### PROBLEM
Gather every line in the items below that contains the word "baseball", and copy each one.

Coordinate labeling data
▼▼▼
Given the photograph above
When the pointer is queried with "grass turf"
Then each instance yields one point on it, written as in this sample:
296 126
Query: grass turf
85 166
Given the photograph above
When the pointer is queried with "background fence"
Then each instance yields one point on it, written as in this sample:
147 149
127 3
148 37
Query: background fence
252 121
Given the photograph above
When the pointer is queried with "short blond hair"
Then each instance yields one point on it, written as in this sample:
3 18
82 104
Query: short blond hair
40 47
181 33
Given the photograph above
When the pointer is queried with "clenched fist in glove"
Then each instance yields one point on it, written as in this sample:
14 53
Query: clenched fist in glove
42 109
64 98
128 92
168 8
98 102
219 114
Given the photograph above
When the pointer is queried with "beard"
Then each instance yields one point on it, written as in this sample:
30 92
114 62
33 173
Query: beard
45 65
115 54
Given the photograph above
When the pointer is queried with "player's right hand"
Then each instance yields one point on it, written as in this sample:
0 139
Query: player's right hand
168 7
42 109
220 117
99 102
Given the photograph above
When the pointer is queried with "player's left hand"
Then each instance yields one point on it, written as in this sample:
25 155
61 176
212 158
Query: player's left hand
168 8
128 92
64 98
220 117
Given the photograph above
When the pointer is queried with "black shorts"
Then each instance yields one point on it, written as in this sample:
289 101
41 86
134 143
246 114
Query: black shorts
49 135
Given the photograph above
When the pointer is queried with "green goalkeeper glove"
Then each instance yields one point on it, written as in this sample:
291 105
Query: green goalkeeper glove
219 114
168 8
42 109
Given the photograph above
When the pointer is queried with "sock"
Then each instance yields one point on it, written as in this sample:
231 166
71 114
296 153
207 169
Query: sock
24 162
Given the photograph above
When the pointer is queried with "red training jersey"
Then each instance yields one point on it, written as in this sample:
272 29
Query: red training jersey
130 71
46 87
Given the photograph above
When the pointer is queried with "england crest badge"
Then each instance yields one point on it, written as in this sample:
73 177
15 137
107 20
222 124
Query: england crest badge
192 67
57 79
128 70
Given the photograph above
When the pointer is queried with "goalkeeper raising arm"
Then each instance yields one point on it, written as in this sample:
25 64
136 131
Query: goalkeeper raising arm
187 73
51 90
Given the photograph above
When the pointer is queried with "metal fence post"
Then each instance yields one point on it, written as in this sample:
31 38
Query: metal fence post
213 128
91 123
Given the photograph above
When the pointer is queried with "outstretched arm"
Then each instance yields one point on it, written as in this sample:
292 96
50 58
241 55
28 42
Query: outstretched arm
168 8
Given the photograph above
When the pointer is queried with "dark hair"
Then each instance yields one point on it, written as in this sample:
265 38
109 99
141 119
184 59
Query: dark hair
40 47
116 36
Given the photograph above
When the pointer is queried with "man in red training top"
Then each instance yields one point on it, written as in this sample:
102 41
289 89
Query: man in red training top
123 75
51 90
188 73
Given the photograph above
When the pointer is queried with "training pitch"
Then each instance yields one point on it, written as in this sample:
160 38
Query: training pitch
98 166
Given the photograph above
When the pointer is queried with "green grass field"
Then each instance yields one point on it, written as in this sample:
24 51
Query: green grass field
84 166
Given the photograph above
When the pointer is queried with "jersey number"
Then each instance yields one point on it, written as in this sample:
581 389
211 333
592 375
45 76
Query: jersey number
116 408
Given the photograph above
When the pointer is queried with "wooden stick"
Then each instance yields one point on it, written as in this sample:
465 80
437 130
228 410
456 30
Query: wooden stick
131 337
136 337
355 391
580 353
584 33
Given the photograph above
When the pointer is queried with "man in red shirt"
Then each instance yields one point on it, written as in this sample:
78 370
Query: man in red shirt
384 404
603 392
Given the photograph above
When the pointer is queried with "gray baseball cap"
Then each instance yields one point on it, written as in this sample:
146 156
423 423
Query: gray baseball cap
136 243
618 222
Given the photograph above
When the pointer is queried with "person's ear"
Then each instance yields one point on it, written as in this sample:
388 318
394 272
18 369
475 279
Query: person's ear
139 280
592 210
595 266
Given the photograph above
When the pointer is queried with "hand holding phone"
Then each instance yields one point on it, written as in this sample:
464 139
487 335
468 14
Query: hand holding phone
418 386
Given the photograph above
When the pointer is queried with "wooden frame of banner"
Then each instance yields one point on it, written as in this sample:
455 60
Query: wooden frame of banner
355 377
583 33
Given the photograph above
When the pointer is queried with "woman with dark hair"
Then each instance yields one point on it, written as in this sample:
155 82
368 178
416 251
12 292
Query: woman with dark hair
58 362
▲▲▲
### ANSWER FOR THIS EXERCISE
When the pointer is queried with "gray baseball cap"
Query: gray baseball cap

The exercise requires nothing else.